(Exercise details) Word for word, print each record, dropping any image it holds.

(Raw data)
• • • • • • •

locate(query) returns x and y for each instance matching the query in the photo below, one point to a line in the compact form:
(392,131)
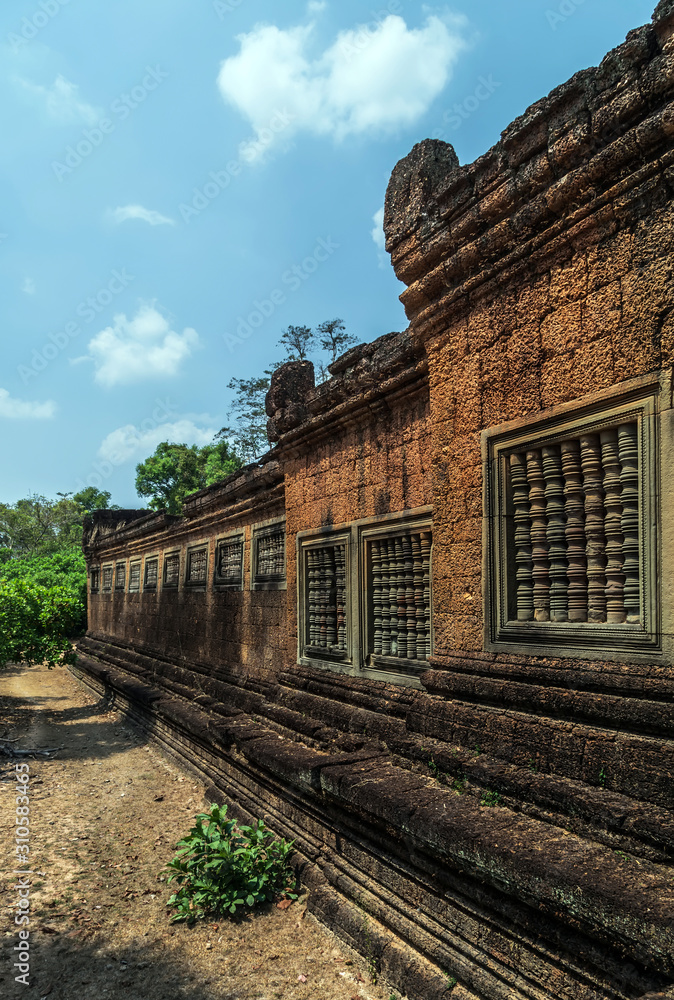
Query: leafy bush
(36,623)
(222,867)
(66,568)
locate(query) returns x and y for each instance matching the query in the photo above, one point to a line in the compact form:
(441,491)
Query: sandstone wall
(537,274)
(500,825)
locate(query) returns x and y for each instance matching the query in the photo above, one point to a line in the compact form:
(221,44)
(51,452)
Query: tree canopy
(174,471)
(36,526)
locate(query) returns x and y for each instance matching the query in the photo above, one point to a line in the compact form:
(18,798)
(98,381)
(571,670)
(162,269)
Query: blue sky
(182,180)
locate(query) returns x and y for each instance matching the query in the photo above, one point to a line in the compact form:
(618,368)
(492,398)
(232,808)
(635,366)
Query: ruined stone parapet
(574,169)
(100,525)
(360,376)
(286,399)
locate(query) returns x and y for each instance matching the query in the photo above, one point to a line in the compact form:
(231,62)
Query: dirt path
(105,813)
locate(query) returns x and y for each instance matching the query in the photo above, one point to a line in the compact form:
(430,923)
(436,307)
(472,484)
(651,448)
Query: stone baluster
(538,531)
(340,594)
(523,560)
(426,539)
(590,457)
(410,609)
(393,596)
(555,532)
(419,597)
(615,605)
(629,479)
(574,506)
(385,599)
(377,597)
(311,574)
(400,597)
(330,596)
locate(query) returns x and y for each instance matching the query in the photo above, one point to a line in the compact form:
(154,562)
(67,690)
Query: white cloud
(130,442)
(62,101)
(374,78)
(143,347)
(17,409)
(139,212)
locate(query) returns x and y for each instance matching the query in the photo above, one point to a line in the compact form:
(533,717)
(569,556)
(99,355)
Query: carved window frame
(357,537)
(635,403)
(259,532)
(309,547)
(225,583)
(170,554)
(192,551)
(133,565)
(397,533)
(150,588)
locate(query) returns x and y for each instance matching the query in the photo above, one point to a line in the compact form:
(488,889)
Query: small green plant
(223,867)
(459,784)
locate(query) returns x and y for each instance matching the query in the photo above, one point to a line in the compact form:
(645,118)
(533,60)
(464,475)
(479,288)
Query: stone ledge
(524,858)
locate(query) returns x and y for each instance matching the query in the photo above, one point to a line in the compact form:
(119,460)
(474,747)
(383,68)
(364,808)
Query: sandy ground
(105,813)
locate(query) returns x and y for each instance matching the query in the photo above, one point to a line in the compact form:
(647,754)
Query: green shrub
(65,568)
(37,623)
(222,867)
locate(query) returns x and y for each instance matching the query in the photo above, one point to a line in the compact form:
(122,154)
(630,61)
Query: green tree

• • • • • • •

(Result)
locate(query) returns x and y for each instance matching the query in the photo below, one point to a line in the compact form:
(392,131)
Query: leafy bush
(36,623)
(222,867)
(66,568)
locate(query) returns x and y for each instance matching the query in the photo above, one point to a line in the compact form:
(441,491)
Query: sandstone wall
(537,274)
(500,825)
locate(query) returns x and y for each instance matching the query in the photo above, one point to a line in the compact form:
(221,44)
(51,452)
Query: tree canopy
(174,471)
(36,526)
locate(query) returns x and y for each instance matching the query in the photo above, one point to a line in the compact form:
(18,798)
(98,381)
(571,670)
(162,269)
Query: blue sky
(182,180)
locate(query) returns x and y for each instance matching the query in the photo above, one point to a line in the compact form:
(618,368)
(492,398)
(232,808)
(635,366)
Query: ruined stone parapet
(574,169)
(100,525)
(360,376)
(286,399)
locate(query) returns x and y for each instance matching the query in the photo above, one point to a line in the compact form:
(231,62)
Query: dirt path
(105,813)
locate(query) returns x and y for each instance matching the query in the photo above, one point to a line in the compact form:
(430,923)
(436,307)
(472,484)
(651,448)
Query: stone baluster
(538,531)
(340,594)
(523,560)
(426,539)
(590,457)
(410,609)
(393,596)
(555,532)
(419,597)
(615,605)
(629,479)
(574,506)
(385,599)
(377,597)
(311,574)
(400,597)
(330,596)
locate(query) returns x and y for each instance matching the query in the photo above, one point to a line in the compact form:
(154,562)
(67,690)
Query: white cloud
(130,442)
(62,101)
(374,78)
(143,347)
(17,409)
(139,212)
locate(query) returns x and y for each instance matching the query in the photo above, one point to a line in the compact form:
(533,717)
(569,556)
(99,355)
Query: carved window frame
(357,537)
(635,403)
(259,532)
(309,547)
(225,583)
(170,554)
(192,551)
(133,565)
(397,533)
(150,588)
locate(query) returns x and y for each instance matching the query in the photo above, one point to a line in the compact form:
(488,889)
Query: small green plant
(223,867)
(459,784)
locate(query) returns x and y for each instance matching the query in the photo above, one point to a line in the compact form:
(645,118)
(533,60)
(464,475)
(479,288)
Query: stone ledge
(524,858)
locate(query) returns x and y for each instance matching the query in the photo above, one point to a line in the compact form:
(119,460)
(474,747)
(383,68)
(364,808)
Query: sandy ground
(105,813)
locate(query) returns x and y for each instance matching the query in the photo above, one point to a line in the compact form:
(647,754)
Query: green shrub
(65,568)
(37,623)
(222,867)
locate(query) returns x and y for each instance matching the query in the photo above, one point to a line in the compact form:
(122,154)
(630,61)
Query: green tree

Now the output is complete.